New Orleans is the town of jazz, where mainstream jazz was born – the blue piano could be indicative of the town’s jazz roots and therefore an apt way for Williams to describe the atmosphere for the scene. Playing blues on the piano could indicate a sad ending for the play, almost a forewarning for the audience that not all endings are happy. Williams’ use of the ‘blue piano’ in tense, sad or uncomfortable moments in the scene emphasises the characters emotions and adds dramatic flair to the scene. Williams’ dialogue in the first scene really introduces his characters at their most honest stage. Their reactions to each other reveal to the audience their most key traits and Williams’ descriptions of them hint at their upbringings. Their gestures and actions indicate to the audience how they feel towards other characters and his descriptions of the characters give the audience insight into their history. Stanley in scene one is introduced as a man about thirty years old, ‘roughly dressed’ – this gives him a very common air, a very normal man without many riches, someone who works hard for a living.

(Items from a dataset)
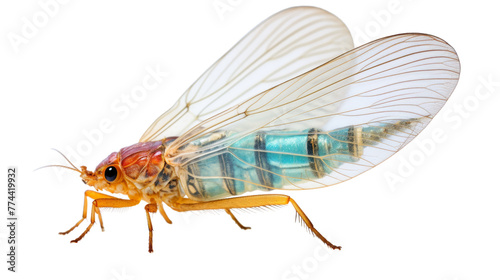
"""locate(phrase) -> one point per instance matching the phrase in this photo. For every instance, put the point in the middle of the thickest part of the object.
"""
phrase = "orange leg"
(183, 204)
(150, 208)
(93, 195)
(100, 200)
(159, 202)
(236, 220)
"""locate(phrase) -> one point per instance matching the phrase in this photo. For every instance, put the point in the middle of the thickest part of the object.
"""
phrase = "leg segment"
(159, 202)
(183, 204)
(93, 195)
(150, 208)
(106, 201)
(236, 220)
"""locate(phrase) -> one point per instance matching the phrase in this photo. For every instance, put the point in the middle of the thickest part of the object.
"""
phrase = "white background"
(441, 222)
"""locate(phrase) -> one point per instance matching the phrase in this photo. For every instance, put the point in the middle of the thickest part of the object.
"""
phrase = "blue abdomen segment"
(275, 159)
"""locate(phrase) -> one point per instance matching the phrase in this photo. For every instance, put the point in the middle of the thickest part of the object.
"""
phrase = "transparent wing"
(352, 113)
(285, 45)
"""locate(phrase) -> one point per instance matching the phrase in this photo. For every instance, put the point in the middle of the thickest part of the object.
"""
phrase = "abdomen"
(279, 159)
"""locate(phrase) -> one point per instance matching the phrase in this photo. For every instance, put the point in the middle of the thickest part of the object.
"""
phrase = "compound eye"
(110, 174)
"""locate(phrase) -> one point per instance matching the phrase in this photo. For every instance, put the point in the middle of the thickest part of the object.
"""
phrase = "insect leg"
(108, 201)
(159, 202)
(236, 220)
(183, 204)
(93, 195)
(150, 208)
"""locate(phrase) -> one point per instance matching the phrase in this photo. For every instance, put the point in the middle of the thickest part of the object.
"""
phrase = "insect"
(291, 106)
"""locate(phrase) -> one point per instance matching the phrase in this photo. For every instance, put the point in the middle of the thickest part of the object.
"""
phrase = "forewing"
(388, 90)
(282, 47)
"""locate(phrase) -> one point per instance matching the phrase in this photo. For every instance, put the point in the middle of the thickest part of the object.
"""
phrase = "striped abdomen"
(275, 159)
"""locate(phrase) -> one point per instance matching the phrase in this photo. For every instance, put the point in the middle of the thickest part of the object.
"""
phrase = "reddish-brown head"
(136, 165)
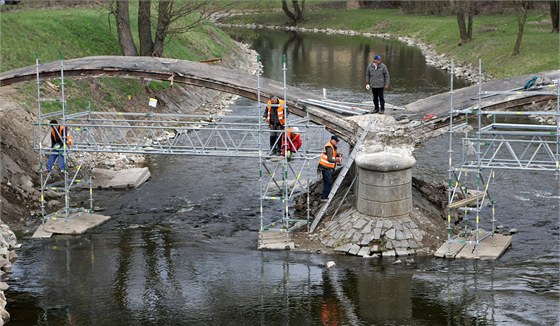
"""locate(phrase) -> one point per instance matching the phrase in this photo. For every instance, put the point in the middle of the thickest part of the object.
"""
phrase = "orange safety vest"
(324, 161)
(294, 140)
(280, 111)
(60, 135)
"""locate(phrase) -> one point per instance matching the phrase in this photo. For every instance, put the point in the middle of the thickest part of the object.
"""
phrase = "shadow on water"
(181, 249)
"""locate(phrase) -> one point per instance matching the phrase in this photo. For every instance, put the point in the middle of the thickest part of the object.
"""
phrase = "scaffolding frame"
(281, 179)
(496, 145)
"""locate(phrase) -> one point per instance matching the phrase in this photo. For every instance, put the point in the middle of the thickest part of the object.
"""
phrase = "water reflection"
(180, 250)
(338, 63)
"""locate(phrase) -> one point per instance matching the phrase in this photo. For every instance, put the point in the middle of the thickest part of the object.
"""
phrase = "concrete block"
(384, 179)
(401, 252)
(354, 249)
(390, 209)
(364, 252)
(77, 223)
(385, 194)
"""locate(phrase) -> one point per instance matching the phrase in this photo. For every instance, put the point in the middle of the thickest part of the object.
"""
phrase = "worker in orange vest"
(327, 163)
(293, 144)
(275, 114)
(60, 141)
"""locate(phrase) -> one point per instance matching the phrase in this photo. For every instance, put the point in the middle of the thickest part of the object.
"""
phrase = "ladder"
(341, 176)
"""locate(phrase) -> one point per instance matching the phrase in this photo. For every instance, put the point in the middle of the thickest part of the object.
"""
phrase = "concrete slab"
(121, 179)
(274, 240)
(490, 247)
(449, 250)
(77, 223)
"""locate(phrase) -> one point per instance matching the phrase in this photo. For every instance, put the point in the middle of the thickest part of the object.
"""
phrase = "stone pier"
(380, 225)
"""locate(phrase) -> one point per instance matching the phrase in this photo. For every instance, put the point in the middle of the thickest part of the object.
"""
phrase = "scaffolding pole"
(496, 145)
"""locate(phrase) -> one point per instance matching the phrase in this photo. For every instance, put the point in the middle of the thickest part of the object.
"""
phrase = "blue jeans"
(327, 182)
(53, 157)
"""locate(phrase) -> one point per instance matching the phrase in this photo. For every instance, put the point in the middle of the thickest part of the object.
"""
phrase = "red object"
(429, 117)
(294, 142)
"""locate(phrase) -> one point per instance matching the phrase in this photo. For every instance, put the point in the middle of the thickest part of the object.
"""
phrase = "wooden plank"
(274, 240)
(489, 248)
(466, 201)
(449, 249)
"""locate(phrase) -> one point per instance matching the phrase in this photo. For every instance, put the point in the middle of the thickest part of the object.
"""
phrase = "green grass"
(65, 33)
(493, 36)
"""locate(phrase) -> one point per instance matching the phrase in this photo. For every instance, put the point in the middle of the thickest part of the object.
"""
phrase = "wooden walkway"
(465, 98)
(244, 84)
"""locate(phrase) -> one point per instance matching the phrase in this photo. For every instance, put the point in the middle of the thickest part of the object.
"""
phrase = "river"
(181, 249)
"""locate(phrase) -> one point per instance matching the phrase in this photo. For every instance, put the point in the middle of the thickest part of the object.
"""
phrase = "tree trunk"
(521, 15)
(126, 42)
(298, 12)
(165, 10)
(145, 27)
(555, 15)
(470, 23)
(462, 26)
(288, 13)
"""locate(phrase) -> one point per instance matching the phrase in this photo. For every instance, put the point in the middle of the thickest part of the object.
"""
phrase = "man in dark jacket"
(377, 79)
(275, 114)
(60, 140)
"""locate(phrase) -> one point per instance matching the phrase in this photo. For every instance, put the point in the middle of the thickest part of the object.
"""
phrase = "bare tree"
(145, 27)
(126, 42)
(169, 22)
(465, 11)
(297, 15)
(521, 15)
(555, 15)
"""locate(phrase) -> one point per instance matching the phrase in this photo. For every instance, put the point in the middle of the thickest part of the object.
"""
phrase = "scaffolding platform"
(275, 240)
(121, 179)
(489, 248)
(76, 223)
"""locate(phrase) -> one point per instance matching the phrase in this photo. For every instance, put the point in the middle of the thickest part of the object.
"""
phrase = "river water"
(181, 249)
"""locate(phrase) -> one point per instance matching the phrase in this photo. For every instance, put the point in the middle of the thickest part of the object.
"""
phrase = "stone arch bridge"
(245, 85)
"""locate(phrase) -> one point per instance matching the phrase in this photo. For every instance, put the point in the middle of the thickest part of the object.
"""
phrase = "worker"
(327, 163)
(377, 79)
(275, 115)
(60, 141)
(293, 143)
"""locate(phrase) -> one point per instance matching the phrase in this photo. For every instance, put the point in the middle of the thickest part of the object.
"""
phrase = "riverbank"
(464, 70)
(493, 35)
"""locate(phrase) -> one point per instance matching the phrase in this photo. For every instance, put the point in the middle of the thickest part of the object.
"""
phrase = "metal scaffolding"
(496, 145)
(281, 178)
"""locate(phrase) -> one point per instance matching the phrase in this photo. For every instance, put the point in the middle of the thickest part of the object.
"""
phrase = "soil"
(19, 166)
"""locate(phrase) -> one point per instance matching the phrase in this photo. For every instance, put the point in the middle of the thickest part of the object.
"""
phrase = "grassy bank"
(52, 34)
(493, 36)
(74, 33)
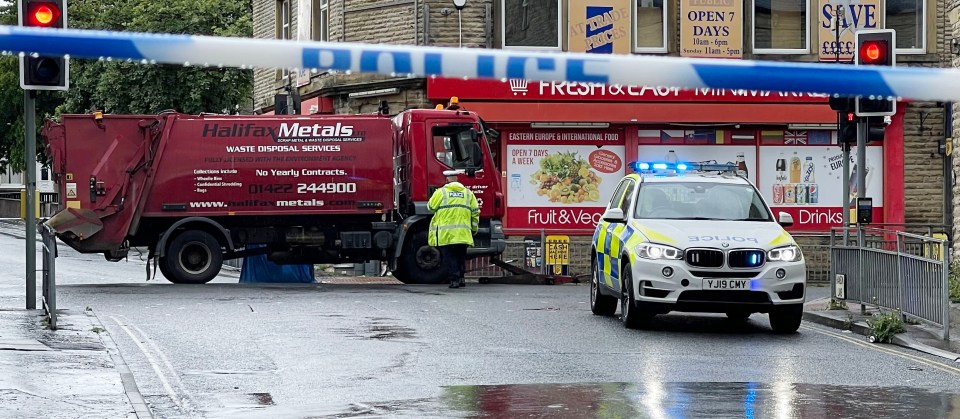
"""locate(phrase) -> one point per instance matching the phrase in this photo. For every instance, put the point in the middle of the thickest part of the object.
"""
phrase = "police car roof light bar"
(645, 167)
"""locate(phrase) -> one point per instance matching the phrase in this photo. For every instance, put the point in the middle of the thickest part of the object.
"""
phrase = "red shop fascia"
(788, 141)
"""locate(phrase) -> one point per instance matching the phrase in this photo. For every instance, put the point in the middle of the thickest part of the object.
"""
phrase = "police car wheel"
(601, 305)
(786, 319)
(633, 317)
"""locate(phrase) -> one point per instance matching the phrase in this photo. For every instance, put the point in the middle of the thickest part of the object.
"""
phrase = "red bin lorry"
(198, 189)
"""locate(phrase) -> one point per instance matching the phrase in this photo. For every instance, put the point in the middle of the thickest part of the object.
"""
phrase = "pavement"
(917, 336)
(77, 371)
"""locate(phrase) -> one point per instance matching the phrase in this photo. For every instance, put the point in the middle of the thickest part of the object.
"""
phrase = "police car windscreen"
(700, 201)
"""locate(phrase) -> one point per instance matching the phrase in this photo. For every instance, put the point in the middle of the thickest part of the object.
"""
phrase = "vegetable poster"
(561, 180)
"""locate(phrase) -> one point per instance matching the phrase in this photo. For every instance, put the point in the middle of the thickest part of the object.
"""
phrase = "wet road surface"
(239, 350)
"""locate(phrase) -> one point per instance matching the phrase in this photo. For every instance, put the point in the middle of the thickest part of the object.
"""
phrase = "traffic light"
(876, 47)
(847, 128)
(875, 128)
(43, 72)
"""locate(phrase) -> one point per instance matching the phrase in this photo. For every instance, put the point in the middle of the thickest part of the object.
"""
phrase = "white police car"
(697, 238)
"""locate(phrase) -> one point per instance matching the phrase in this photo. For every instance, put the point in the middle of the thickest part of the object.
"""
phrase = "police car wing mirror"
(614, 215)
(785, 219)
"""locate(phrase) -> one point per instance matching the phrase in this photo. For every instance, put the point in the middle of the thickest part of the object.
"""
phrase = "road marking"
(876, 347)
(152, 361)
(163, 357)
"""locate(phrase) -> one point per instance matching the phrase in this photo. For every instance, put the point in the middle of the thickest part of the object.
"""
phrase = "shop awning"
(654, 112)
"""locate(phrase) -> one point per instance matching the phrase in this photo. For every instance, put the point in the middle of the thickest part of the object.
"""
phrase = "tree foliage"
(132, 88)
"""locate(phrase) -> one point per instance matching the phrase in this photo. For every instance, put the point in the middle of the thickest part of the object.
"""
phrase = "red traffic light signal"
(874, 52)
(43, 14)
(876, 47)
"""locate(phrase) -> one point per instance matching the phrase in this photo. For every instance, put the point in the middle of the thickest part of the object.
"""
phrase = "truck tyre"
(419, 262)
(193, 257)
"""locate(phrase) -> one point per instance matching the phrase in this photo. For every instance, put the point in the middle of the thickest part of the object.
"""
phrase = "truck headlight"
(658, 251)
(785, 254)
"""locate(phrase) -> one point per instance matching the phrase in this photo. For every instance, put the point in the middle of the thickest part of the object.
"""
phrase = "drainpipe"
(948, 170)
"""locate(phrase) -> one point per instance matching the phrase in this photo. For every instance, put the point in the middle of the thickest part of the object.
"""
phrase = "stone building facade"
(925, 29)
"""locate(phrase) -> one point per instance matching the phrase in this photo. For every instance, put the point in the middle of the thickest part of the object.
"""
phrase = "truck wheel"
(193, 257)
(419, 262)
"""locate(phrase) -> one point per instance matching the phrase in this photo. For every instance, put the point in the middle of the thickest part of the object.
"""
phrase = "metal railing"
(892, 269)
(49, 297)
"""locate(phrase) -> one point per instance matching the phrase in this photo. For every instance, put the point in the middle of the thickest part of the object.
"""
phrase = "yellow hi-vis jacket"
(456, 215)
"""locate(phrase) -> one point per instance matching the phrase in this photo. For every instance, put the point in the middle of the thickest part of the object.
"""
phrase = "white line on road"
(166, 361)
(153, 363)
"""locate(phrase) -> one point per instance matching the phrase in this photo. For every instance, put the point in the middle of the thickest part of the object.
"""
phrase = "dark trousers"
(455, 259)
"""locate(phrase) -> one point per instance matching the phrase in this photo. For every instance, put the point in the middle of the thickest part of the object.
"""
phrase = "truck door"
(460, 146)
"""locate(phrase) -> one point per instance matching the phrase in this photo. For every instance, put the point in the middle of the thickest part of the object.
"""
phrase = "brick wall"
(264, 26)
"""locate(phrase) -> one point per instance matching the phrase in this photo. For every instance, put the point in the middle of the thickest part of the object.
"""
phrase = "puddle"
(683, 400)
(662, 400)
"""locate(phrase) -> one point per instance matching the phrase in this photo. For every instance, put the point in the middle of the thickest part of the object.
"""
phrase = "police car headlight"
(785, 254)
(658, 251)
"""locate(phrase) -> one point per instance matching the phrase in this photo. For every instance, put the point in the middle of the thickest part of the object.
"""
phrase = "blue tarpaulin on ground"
(260, 269)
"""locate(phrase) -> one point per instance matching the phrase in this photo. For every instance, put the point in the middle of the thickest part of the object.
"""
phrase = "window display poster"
(599, 27)
(702, 154)
(807, 182)
(561, 180)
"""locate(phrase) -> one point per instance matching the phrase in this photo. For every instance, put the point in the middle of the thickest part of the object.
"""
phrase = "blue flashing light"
(661, 168)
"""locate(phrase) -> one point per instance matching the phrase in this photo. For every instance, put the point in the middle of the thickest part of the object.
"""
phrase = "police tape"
(419, 61)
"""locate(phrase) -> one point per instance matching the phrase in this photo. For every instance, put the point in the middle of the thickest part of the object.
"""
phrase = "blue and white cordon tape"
(906, 82)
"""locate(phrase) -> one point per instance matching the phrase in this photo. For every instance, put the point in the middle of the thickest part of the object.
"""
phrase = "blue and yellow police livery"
(696, 238)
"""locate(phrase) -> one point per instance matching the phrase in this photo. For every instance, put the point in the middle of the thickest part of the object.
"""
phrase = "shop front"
(563, 147)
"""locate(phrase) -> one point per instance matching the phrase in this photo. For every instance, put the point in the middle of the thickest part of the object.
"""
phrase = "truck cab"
(451, 139)
(301, 189)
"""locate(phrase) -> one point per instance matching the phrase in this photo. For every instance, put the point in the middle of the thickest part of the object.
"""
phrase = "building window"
(781, 27)
(531, 24)
(320, 21)
(651, 32)
(283, 19)
(909, 19)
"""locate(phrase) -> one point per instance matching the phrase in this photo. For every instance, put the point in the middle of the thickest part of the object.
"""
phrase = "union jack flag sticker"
(795, 137)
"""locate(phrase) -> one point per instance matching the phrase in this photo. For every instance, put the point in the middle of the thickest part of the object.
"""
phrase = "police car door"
(613, 235)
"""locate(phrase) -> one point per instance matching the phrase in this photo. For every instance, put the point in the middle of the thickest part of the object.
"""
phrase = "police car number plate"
(726, 284)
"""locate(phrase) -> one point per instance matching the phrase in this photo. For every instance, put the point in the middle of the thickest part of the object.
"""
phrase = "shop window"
(530, 24)
(651, 30)
(457, 147)
(781, 27)
(908, 17)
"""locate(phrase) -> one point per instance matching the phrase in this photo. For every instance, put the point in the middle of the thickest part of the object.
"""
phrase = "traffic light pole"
(30, 182)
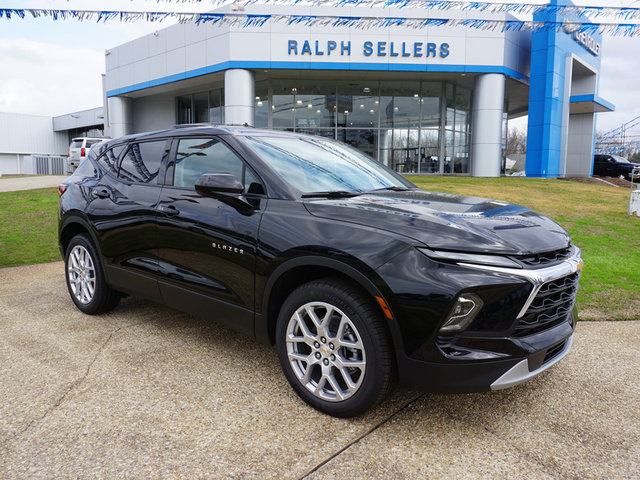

§ **WHAT YOU WILL DO**
A - According to the excerpt on Williams' play, in which kinds of moments does Williams use the "blue piano"?
B - In the excerpt on Williams' play, how old is Stanley when he is introduced in scene one?
Rely only on the excerpt on Williams' play when responding.

§ **SOLUTIONS**
A - Tense, sad, and uncomfortable moments.

B - About thirty years old.